- PROBLEM REQUIREMENTS -
Switch "aerial tile" to "aerial map" everywhere in the listing below, and write the lines out again with nothing else changed.

[Stored entries]
◇ ◇ ◇ ◇ ◇

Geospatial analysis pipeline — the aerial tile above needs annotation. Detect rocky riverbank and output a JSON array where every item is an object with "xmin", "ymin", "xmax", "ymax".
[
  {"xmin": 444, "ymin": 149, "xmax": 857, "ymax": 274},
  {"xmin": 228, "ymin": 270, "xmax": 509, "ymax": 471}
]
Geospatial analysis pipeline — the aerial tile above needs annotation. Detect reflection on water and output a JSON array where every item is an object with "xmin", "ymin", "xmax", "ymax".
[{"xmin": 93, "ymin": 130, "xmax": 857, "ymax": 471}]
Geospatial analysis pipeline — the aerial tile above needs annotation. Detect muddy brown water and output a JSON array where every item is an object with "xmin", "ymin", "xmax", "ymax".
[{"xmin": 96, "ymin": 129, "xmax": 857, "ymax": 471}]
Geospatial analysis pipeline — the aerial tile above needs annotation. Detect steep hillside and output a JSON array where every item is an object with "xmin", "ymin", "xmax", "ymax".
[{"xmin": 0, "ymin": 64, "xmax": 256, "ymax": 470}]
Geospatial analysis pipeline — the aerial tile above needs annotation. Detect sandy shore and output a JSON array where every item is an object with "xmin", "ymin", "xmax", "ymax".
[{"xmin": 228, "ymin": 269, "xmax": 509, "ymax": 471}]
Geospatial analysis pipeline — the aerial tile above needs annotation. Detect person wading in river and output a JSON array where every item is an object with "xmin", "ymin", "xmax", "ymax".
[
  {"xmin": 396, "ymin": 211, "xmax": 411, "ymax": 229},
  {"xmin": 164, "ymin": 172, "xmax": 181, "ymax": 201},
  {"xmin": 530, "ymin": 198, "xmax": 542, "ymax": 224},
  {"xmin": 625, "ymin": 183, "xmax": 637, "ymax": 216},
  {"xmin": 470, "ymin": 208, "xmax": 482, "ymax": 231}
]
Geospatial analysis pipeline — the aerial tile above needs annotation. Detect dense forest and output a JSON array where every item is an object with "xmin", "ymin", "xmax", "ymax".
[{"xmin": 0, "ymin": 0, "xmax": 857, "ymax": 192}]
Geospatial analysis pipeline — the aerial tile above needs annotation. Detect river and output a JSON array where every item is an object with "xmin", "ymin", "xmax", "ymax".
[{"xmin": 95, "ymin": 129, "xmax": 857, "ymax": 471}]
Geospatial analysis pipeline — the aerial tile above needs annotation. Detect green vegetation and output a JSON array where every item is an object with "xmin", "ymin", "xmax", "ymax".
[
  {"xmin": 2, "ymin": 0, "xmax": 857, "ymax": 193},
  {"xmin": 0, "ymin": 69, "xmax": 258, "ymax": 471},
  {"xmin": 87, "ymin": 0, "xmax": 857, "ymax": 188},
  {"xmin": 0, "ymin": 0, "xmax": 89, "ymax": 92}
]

◇ ◇ ◇ ◇ ◇

- SOLUTION BELOW -
Geospatial analysis pipeline — the aerial map above needs annotation. Detect rocky riverbank and output a JSON array where every item is an object with "xmin", "ymin", "xmax", "ymax".
[
  {"xmin": 444, "ymin": 149, "xmax": 857, "ymax": 274},
  {"xmin": 228, "ymin": 270, "xmax": 509, "ymax": 471}
]
Geospatial analysis pipeline — the aerial map above needs annotation. Detect reflection on water and output a JSON array where every item is an object with "xmin", "ymin", "xmax", "ymax".
[{"xmin": 93, "ymin": 130, "xmax": 857, "ymax": 471}]
Geospatial analysis pipeline — the aerial map above needs annotation. Detect muddy brown water and output a JSON array where every item is an object with "xmin", "ymin", "xmax", "ymax".
[{"xmin": 96, "ymin": 129, "xmax": 857, "ymax": 471}]
Geospatial analysis pipeline — the aerial map above needs annotation. Detect steep hillside and output a JSON array where every item is an object with "xmin", "ymin", "xmax", "ymax".
[{"xmin": 0, "ymin": 64, "xmax": 256, "ymax": 470}]
Geospatial analysis pipeline — the aerial map above needs annotation. Detect sandy shore and output a JSON array where every item is an object with "xmin", "ymin", "xmax", "ymax".
[{"xmin": 228, "ymin": 269, "xmax": 509, "ymax": 471}]
Geospatial analysis pipeline — the aerial map above needs annotation. Detect person wading in river and output a JSON array where every item is an object with "xmin", "ymin", "xmax", "ymax".
[
  {"xmin": 396, "ymin": 211, "xmax": 411, "ymax": 229},
  {"xmin": 164, "ymin": 172, "xmax": 181, "ymax": 201},
  {"xmin": 530, "ymin": 198, "xmax": 542, "ymax": 224},
  {"xmin": 625, "ymin": 183, "xmax": 637, "ymax": 216},
  {"xmin": 470, "ymin": 208, "xmax": 482, "ymax": 231}
]
Geospatial analysis pipeline — the aerial map above needs annotation. Detect dense forest and output a JSON array where every item is an object with "xmin", "ymin", "xmax", "ymax".
[{"xmin": 0, "ymin": 0, "xmax": 857, "ymax": 192}]
Geospatial analysis pipeline — the aerial map above needs annotation. Detect river and output a JSON array where every item is an object with "xmin", "ymin", "xmax", "ymax".
[{"xmin": 95, "ymin": 129, "xmax": 857, "ymax": 471}]
Geospatial analysis pipeline — the aerial map above needs annotation. Detect green vegetation and output a JSON array where every item is an object with "xmin", "ymin", "xmax", "ymax".
[
  {"xmin": 2, "ymin": 0, "xmax": 857, "ymax": 193},
  {"xmin": 0, "ymin": 69, "xmax": 258, "ymax": 471},
  {"xmin": 87, "ymin": 0, "xmax": 857, "ymax": 188},
  {"xmin": 0, "ymin": 0, "xmax": 89, "ymax": 92}
]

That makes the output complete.